Tasks for this exercise:
1. From the post about reviewing, return the stretch from "Anyway. Back to" through "linking to Fimfic.", copied word for word.
2. Answer these questions using the post about reviewing:
(a) How many days does the writer take to write up a review?
(b) What might the writer get because a friend keeps pushing for one?
(c) What does the writer want readers to say for next time?
3. Extend the post about reviewing comics and shows, starting right after its final line.

Text section:
[Begin]

Anyway. Back to work. Reviewing is fun cause I can just read the comic or watch the show in my off-time, and then writing it is putting my thoughts in order and slamming it out in two days; these days that's pretty much all I get to do, my schedule is crazy. Maybe I'll write a blog about it one of those days -- it'll be really funny, but like, in a Kafka, I-get-PMs-of-concerned-readers sorta way.

So my usual kind of humor, let's not gonna lie. I might also get an Amazon wishlist! Cause a friend keeps bullying me to get one already! But I probably won't! We'll see, we'll see.

For the time being, though, just tell me which series you'd like to see me review next time -- and see you around. And I really need to start posting these somewhere else so people can link em without linking to Fimfic.

Comments ( 42 )

[End]

Items from a data source:
[Begin]

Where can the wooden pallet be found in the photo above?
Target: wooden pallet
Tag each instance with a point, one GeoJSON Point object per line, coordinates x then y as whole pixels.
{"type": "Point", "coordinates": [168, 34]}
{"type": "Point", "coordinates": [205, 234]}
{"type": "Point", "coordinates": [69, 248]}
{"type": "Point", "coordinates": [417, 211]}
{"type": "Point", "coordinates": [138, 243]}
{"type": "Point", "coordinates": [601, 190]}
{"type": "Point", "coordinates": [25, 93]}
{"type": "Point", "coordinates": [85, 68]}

[End]

Outputs:
1.
Anyway. Back to work. Reviewing is fun cause I can just read the comic or watch the show in my off-time, and then writing it is putting my thoughts in order and slamming it out in two days; these days that's pretty much all I get to do, my schedule is crazy. Maybe I'll write a blog about it one of those days -- it'll be really funny, but like, in a Kafka, I-get-PMs-of-concerned-readers sorta way.

So my usual kind of humor, let's not gonna lie. I might also get an Amazon wishlist! Cause a friend keeps bullying me to get one already! But I probably won't! We'll see, we'll see.

For the time being, though, just tell me which series you'd like to see me review next time -- and see you around. And I really need to start posting these somewhere else so people can link em without linking to Fimfic.

2.
(a) Two days.
(b) An Amazon wishlist.
(c) Which series they would like to see reviewed next.

3.
I nominate my hero Academia first, because the superheroes in it. It does have more in common with a sports shower then normal superhero stuff, but it's still really good

RB_

Normally I would say JoJo, because I love JoJo. However, there's a good bit of it, and I personally think the really interesting story stuff that you'd actually want to sink your teeth into doesn't start to happen until part 4? So I'll say Eva instead, but if you do end up doing Jojo, maybe keep that in mind.

This ain't a cynical Rage Review-like teardown of something I hate; I'm not into that. I was once, yes, but then I stopped being fifteen, y'see. Happens to us all.

Takes a lot more than a year, for some people.

Gurren Lagann, no contest. It has the thematic depth of Evangelion while also actually being incredibly fun to watch due to having the same level of batshit insanity as Jojo. MHA and Rick and Morty would both work if you want to roast something less good, but after AoT, I'm guessing you'd rather re-experience something genuinely amazing. Then again, I might be a bit biased, considering I still think Gurren Lagann is one of the greatest single works mankind has ever produced.

Your takes on My Hero Academia are incredibly good and interesting, but I think trying to read it again from the beginning, knowing the direction it ends up this time, might actually frustrate you to death.

Jojos is like - it's Anime Axe Cop, essentially. I don't think you'd like it, but I also think you'd dislike it in a really boring way.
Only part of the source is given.